THE REQUEST - Print every record below exactly as written.

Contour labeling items
+++++

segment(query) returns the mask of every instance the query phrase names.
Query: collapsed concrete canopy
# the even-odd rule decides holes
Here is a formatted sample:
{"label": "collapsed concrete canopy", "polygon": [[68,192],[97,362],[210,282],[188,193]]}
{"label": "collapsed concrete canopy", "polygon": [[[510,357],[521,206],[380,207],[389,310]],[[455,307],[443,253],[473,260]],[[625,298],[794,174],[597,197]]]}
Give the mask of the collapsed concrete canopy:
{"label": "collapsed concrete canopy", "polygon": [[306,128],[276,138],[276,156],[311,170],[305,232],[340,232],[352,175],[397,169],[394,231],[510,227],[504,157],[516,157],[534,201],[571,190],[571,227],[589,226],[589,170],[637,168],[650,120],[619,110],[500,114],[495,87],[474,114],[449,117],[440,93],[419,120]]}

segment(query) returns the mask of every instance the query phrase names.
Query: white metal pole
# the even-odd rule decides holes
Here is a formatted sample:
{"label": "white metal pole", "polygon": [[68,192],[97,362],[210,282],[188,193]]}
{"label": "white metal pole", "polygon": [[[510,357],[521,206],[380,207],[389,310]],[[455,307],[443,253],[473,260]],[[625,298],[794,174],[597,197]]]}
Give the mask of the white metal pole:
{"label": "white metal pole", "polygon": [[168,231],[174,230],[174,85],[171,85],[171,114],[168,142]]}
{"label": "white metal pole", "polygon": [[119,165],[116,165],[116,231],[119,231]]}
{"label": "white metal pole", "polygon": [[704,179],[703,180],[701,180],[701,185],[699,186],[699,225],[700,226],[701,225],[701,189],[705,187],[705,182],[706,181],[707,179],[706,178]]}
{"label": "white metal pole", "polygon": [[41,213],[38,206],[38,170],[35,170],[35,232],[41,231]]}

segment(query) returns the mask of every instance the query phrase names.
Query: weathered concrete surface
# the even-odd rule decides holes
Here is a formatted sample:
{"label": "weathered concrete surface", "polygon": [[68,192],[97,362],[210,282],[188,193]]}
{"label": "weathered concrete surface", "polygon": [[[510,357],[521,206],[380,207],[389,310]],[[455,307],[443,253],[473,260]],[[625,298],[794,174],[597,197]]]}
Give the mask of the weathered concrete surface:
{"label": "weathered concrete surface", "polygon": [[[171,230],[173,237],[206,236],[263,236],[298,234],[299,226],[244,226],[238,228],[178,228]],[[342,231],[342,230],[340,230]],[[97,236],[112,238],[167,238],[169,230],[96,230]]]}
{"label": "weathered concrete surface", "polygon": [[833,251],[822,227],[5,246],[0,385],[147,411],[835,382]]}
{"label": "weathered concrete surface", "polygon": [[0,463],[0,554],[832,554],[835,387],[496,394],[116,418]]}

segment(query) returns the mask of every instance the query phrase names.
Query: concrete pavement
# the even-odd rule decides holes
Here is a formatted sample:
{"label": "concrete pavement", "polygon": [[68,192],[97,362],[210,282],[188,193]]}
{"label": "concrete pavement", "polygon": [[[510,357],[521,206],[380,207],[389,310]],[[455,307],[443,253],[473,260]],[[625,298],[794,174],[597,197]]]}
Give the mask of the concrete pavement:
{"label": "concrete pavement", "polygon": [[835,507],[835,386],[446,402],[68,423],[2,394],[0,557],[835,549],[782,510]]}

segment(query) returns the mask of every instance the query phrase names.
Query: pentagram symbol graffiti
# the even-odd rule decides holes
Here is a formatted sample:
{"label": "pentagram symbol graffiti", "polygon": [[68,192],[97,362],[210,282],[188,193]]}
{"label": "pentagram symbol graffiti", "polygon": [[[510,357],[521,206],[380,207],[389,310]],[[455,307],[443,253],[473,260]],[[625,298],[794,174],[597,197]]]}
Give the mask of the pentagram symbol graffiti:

+++++

RESULT OF THE TASK -
segment(query) returns the mask of every instance the query phrase names.
Query: collapsed concrete canopy
# the even-odd rule decides holes
Here is a formatted sample:
{"label": "collapsed concrete canopy", "polygon": [[68,192],[97,362],[210,282],[188,193]]}
{"label": "collapsed concrete canopy", "polygon": [[[510,357],[521,206],[380,207],[389,310]],[[455,307],[443,253],[473,260]],[[625,298],[794,174],[597,197]]]}
Give the mask of the collapsed concrete canopy:
{"label": "collapsed concrete canopy", "polygon": [[306,128],[276,138],[276,156],[311,170],[305,232],[340,232],[352,175],[397,169],[394,231],[510,227],[504,157],[516,157],[534,201],[571,190],[571,227],[589,226],[589,170],[637,168],[650,120],[619,110],[500,114],[495,87],[474,114],[449,117],[440,93],[419,120]]}

segment(query) returns the mask of every instance the query phrase names.
Query: white metal pole
# the even-odd rule decides holes
Here is a formatted sample:
{"label": "white metal pole", "polygon": [[68,192],[97,362],[210,282],[188,193]]}
{"label": "white metal pole", "polygon": [[[510,357],[521,206],[380,207],[389,310]],[[455,307],[443,253],[473,260]],[[625,298],[794,174],[597,197]]]}
Give the mask of the white metal pole:
{"label": "white metal pole", "polygon": [[168,231],[174,230],[174,85],[171,85],[171,114],[168,142]]}
{"label": "white metal pole", "polygon": [[119,165],[116,165],[116,231],[119,231]]}
{"label": "white metal pole", "polygon": [[704,179],[703,180],[701,180],[701,185],[699,186],[699,225],[700,226],[701,225],[701,189],[705,187],[705,182],[706,181],[707,179],[706,178]]}
{"label": "white metal pole", "polygon": [[41,213],[38,206],[38,170],[35,170],[35,232],[41,231]]}

segment(query) returns the mask of every instance the query phrase names.
Query: weathered concrete surface
# the even-odd rule decides holes
Here is a formatted sample:
{"label": "weathered concrete surface", "polygon": [[68,192],[97,362],[210,282],[188,193]]}
{"label": "weathered concrete surface", "polygon": [[[510,357],[521,206],[380,207],[389,310]],[[455,307],[443,253],[473,260]],[[625,298],[794,174],[597,197]]]}
Give the mask of the weathered concrete surface:
{"label": "weathered concrete surface", "polygon": [[[171,230],[173,237],[206,236],[263,236],[298,234],[299,226],[244,226],[238,228],[178,228]],[[342,231],[342,230],[340,230]],[[97,236],[112,238],[167,238],[169,230],[96,230]]]}
{"label": "weathered concrete surface", "polygon": [[833,251],[822,227],[5,246],[0,385],[147,411],[835,382]]}
{"label": "weathered concrete surface", "polygon": [[0,463],[0,554],[832,554],[835,387],[496,394],[116,418]]}

segment(query) returns the mask of every instance the query phrase names.
Query: concrete pavement
# the even-odd rule decides holes
Here is a formatted sample:
{"label": "concrete pavement", "polygon": [[68,192],[97,362],[210,282],[188,193]]}
{"label": "concrete pavement", "polygon": [[[510,357],[521,206],[380,207],[389,310]],[[455,307],[443,253],[473,260]],[[625,298],[794,174],[597,197]]]}
Give the mask of the concrete pavement:
{"label": "concrete pavement", "polygon": [[835,507],[835,386],[446,402],[68,423],[2,394],[0,557],[835,549],[782,510]]}

segment(query) returns the mask of every instance the query phrase names.
Query: pentagram symbol graffiti
# the even-odd rule decides holes
Here is a formatted sample:
{"label": "pentagram symbol graffiti", "polygon": [[68,192],[97,362],[210,282],[188,193]]}
{"label": "pentagram symbol graffiti", "polygon": [[[510,357],[521,206],[380,207],[389,310]],[[455,307],[443,253],[473,260]],[[625,298],[794,174],[597,197]]]}
Give the mask of the pentagram symbol graffiti:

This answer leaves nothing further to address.